*Description of the task*: The required output is the line containing "Point out the driver's" followed by every line after it to the end of the listing, each written out exactly.

*Given records*:
[Start of Attachment]
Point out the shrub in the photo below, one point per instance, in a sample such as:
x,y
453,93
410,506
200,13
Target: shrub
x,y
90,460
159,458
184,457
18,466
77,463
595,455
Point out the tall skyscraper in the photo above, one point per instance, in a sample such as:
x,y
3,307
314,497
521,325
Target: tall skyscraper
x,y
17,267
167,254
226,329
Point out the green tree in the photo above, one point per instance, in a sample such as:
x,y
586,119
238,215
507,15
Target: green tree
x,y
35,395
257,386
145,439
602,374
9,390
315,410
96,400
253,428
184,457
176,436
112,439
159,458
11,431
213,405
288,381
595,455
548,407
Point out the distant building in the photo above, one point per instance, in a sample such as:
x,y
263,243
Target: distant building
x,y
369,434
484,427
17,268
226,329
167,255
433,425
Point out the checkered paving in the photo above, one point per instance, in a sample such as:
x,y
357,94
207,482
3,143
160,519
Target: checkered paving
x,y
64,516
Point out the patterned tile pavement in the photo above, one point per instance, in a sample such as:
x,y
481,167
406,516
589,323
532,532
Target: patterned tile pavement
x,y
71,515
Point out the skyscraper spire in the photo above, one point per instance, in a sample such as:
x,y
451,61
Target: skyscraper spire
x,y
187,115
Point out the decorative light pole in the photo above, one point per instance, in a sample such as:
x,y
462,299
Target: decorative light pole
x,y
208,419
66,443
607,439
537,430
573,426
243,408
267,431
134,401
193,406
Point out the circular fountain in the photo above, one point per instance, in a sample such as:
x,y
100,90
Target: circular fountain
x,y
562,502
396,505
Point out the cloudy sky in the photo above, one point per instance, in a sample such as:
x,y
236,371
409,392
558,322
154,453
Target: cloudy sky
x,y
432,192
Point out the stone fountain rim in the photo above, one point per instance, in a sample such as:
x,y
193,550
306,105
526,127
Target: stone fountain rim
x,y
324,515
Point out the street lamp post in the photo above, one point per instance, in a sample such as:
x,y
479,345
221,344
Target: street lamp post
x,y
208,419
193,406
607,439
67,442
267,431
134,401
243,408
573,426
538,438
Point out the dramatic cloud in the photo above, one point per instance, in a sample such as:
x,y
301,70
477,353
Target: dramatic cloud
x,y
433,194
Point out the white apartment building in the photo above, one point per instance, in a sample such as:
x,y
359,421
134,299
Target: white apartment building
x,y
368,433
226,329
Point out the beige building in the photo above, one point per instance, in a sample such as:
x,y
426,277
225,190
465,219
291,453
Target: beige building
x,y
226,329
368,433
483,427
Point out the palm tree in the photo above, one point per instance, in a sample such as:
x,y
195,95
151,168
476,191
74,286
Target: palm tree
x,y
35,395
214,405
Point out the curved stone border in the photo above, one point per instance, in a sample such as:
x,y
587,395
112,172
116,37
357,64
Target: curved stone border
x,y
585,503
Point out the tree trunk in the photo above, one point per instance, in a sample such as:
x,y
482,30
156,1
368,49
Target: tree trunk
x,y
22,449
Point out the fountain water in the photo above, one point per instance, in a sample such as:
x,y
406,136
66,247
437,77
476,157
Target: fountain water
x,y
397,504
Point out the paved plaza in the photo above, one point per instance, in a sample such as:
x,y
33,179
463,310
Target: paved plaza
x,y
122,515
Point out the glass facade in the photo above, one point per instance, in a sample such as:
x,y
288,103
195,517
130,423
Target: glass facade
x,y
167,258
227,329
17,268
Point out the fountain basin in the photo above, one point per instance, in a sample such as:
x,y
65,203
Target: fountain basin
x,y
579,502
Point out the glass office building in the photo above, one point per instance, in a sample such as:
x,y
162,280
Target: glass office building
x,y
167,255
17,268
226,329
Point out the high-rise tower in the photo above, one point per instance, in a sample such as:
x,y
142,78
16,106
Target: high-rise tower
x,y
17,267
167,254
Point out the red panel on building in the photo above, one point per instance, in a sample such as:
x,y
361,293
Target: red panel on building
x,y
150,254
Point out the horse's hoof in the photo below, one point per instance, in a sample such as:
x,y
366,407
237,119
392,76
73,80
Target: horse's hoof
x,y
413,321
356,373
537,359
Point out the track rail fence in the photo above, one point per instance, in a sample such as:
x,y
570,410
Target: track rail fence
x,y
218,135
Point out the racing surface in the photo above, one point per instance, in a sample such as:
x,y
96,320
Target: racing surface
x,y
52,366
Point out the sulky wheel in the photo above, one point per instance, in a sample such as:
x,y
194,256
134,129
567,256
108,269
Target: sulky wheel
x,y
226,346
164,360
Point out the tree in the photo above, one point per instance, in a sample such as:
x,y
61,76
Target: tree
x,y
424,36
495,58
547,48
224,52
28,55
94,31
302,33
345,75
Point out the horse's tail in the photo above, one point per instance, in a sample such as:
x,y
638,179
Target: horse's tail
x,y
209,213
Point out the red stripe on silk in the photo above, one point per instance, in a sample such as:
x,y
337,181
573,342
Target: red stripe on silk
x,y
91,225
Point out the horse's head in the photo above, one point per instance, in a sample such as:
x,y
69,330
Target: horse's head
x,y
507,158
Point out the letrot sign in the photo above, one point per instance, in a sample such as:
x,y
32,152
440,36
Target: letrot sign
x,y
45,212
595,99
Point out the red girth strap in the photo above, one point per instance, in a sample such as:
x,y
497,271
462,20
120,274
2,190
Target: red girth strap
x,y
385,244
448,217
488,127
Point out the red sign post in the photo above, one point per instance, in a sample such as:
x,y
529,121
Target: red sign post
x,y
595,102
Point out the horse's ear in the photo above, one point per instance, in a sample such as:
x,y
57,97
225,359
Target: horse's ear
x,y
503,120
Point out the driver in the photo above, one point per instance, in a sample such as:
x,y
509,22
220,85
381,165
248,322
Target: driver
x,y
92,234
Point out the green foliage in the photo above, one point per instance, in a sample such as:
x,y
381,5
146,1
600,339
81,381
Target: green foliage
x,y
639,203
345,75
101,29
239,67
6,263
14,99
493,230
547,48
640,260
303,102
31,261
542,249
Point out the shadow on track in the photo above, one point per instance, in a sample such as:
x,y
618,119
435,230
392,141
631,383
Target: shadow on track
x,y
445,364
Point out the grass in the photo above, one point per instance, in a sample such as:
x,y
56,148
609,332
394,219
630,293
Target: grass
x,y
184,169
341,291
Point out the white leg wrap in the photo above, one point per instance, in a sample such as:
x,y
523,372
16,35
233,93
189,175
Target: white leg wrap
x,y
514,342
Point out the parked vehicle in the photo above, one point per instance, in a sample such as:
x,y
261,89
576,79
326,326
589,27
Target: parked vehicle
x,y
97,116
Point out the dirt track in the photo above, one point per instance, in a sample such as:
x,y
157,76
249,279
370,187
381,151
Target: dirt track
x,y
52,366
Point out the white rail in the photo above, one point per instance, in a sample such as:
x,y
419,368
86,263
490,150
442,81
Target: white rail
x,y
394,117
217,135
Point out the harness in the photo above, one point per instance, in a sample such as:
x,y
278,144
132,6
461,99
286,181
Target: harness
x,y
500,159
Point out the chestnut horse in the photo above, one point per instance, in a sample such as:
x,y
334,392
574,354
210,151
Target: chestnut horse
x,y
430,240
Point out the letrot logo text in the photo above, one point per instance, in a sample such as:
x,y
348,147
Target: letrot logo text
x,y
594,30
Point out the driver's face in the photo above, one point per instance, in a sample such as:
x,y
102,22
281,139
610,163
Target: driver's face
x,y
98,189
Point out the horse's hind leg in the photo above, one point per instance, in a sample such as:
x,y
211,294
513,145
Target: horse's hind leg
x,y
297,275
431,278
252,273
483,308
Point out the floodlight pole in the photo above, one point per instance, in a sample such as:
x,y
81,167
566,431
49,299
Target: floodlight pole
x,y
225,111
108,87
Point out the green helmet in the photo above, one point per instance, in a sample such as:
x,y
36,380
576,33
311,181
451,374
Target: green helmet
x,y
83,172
[End of Attachment]
*Response box*:
Point out the driver's face in the photo above, one point per instance, in a sample such as:
x,y
102,22
281,139
610,163
Target: driver's face
x,y
98,189
Point out the horse's hind leg in the photo above, one point per instance, in a sample such as:
x,y
211,294
513,145
Target: horse's hind leg
x,y
297,275
431,278
252,273
483,308
Point out the floodlight pole in the photo above, one point per instance, in a sample such as:
x,y
81,167
566,431
49,299
Target: floodlight pole
x,y
225,111
108,87
Point out the green helmet in the photo above, one point per instance, in a sample such as:
x,y
36,380
576,33
311,181
451,374
Target: green helmet
x,y
83,172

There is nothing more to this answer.